#### Records shown ####

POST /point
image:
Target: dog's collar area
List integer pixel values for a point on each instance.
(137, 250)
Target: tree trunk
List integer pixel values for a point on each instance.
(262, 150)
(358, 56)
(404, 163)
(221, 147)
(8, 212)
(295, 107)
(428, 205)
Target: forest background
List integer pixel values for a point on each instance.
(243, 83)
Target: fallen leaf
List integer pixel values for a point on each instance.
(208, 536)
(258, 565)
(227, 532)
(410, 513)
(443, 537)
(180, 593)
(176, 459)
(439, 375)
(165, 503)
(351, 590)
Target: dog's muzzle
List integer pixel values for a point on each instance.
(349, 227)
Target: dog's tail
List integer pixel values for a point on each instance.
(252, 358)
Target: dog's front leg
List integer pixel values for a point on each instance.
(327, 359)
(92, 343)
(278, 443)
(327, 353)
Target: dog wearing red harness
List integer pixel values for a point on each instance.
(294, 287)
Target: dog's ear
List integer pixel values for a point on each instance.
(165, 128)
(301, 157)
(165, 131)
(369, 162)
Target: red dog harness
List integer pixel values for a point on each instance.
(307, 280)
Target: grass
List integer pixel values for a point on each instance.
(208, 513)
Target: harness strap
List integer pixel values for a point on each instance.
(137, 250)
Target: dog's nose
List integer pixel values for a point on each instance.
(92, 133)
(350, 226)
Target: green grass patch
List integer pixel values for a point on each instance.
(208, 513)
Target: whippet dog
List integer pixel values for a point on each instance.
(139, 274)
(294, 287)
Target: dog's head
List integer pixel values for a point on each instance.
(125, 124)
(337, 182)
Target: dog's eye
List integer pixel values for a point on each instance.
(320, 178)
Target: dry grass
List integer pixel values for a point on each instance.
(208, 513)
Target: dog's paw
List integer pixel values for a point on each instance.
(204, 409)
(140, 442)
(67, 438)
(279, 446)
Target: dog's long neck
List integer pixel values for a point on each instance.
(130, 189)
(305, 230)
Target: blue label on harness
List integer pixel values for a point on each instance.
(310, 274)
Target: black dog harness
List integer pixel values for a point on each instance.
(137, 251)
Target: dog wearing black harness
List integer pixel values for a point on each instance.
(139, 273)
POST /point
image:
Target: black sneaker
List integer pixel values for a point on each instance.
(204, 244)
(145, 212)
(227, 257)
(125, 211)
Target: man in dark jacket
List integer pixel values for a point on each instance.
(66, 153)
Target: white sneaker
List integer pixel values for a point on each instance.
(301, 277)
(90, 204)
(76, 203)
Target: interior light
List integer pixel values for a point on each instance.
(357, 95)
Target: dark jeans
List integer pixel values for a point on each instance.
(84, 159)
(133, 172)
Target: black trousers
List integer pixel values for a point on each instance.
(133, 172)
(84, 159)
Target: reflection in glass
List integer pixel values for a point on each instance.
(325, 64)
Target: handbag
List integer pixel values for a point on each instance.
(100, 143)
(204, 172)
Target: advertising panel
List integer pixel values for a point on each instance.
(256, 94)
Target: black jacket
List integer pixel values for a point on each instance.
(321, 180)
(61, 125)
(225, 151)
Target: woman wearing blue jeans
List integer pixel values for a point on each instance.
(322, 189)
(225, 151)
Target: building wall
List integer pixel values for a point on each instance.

####

Lay out all of the data above as a Markdown table with two columns, Row and Entry. Give each line its sequential number under Row and its full text under Entry, and leave out blank lines.

• [Correct result]
| Row | Entry |
|---|---|
| 1 | POST /point |
| 2 | image: |
| 3 | Target: dog's collar area |
| 4 | List integer pixel values for a point on each instance. |
| 5 | (137, 250) |
| 6 | Target: tree trunk |
| 7 | List integer pixel values for a point on each instance. |
| 8 | (262, 150) |
| 9 | (358, 56) |
| 10 | (404, 163) |
| 11 | (221, 147) |
| 12 | (8, 212) |
| 13 | (295, 107) |
| 14 | (428, 205) |
| 15 | Target: forest background |
| 16 | List integer pixel values for a point on each instance. |
| 17 | (243, 83) |
| 18 | Target: fallen leaf |
| 19 | List integer pixel values for a point on each instance. |
| 20 | (208, 536) |
| 21 | (258, 565) |
| 22 | (227, 532) |
| 23 | (410, 513) |
| 24 | (443, 537) |
| 25 | (180, 593) |
| 26 | (176, 459) |
| 27 | (439, 375) |
| 28 | (165, 503) |
| 29 | (351, 590) |
| 30 | Target: dog's muzzle |
| 31 | List integer pixel values for a point on each instance. |
| 32 | (349, 227) |
| 33 | Target: dog's tail |
| 34 | List integer pixel values for a point on each instance. |
| 35 | (252, 358) |
| 36 | Target: dog's front leg |
| 37 | List integer pixel values for a point on each instance. |
| 38 | (327, 359) |
| 39 | (92, 343) |
| 40 | (278, 443) |
| 41 | (327, 353) |
| 42 | Target: dog wearing red harness |
| 43 | List integer pixel values for a point on each instance. |
| 44 | (294, 287) |
| 45 | Target: dog's ear |
| 46 | List integer pixel values for a point on each instance. |
| 47 | (165, 128) |
| 48 | (301, 157) |
| 49 | (165, 131) |
| 50 | (369, 162) |
| 51 | Target: red dog harness |
| 52 | List integer pixel values for a point on each instance. |
| 53 | (307, 280) |
| 54 | Target: grass |
| 55 | List integer pixel values for a point on each instance. |
| 56 | (208, 513) |
| 57 | Target: harness strap |
| 58 | List integer pixel values for a point on each instance. |
| 59 | (137, 250) |
| 60 | Target: dog's nose |
| 61 | List integer pixel values for a point on each instance. |
| 62 | (92, 133) |
| 63 | (350, 226) |
| 64 | Target: green grass patch |
| 65 | List integer pixel values for a point on each instance. |
| 66 | (208, 513) |
| 67 | Target: whippet dog |
| 68 | List integer pixel values for a point on each instance. |
| 69 | (139, 274) |
| 70 | (294, 287) |
| 71 | Target: dog's head |
| 72 | List integer pixel values for a point on each instance. |
| 73 | (125, 124) |
| 74 | (337, 182) |
| 75 | Target: dog's eye |
| 76 | List integer pixel values for a point on each instance. |
| 77 | (320, 178) |
| 78 | Target: dry grass |
| 79 | List integer pixel values for a point on each instance. |
| 80 | (208, 513) |
| 81 | Target: dog's paw |
| 82 | List integer pixel values for a point on each instance. |
| 83 | (204, 409) |
| 84 | (140, 442) |
| 85 | (67, 438) |
| 86 | (279, 446) |
| 87 | Target: dog's long neck |
| 88 | List integer pixel values for a point on each instance. |
| 89 | (130, 189) |
| 90 | (305, 230) |
| 91 | Target: blue label on harness |
| 92 | List integer pixel values for a point on each instance. |
| 93 | (310, 274) |
| 94 | Target: black dog harness |
| 95 | List integer pixel values for a point on each instance. |
| 96 | (137, 251) |
| 97 | Target: dog wearing black harness |
| 98 | List integer pixel values for a point on each instance. |
| 99 | (139, 273) |
| 100 | POST /point |
| 101 | image: |
| 102 | Target: black sneaker |
| 103 | List integer pixel values for a point on each instance. |
| 104 | (204, 244) |
| 105 | (145, 212) |
| 106 | (227, 257) |
| 107 | (125, 211) |
| 108 | Target: man in dark jacket |
| 109 | List integer pixel values for a point on each instance. |
| 110 | (66, 153) |
| 111 | Target: white sneaker |
| 112 | List integer pixel values for a point on each instance. |
| 113 | (301, 277) |
| 114 | (90, 204) |
| 115 | (76, 203) |
| 116 | Target: interior light |
| 117 | List integer pixel values for a point on each instance. |
| 118 | (357, 95) |
| 119 | Target: dark jeans |
| 120 | List integer pixel values for a point on each instance. |
| 121 | (84, 159) |
| 122 | (133, 172) |
| 123 | Target: black trousers |
| 124 | List integer pixel values for a point on each instance. |
| 125 | (133, 172) |
| 126 | (84, 159) |
| 127 | Target: reflection in glass |
| 128 | List integer pixel values for a point on each instance. |
| 129 | (325, 64) |
| 130 | Target: handbag |
| 131 | List integer pixel values for a point on each instance. |
| 132 | (100, 143) |
| 133 | (204, 172) |
| 134 | Target: advertising panel |
| 135 | List integer pixel values for a point on each instance. |
| 136 | (256, 94) |
| 137 | Target: black jacket |
| 138 | List integer pixel values for a point on each instance. |
| 139 | (321, 180) |
| 140 | (61, 125) |
| 141 | (225, 151) |
| 142 | Target: woman wearing blue jeans |
| 143 | List integer pixel values for a point on each instance. |
| 144 | (322, 189) |
| 145 | (225, 151) |
| 146 | Target: building wall |
| 147 | List integer pixel values for a point on each instance. |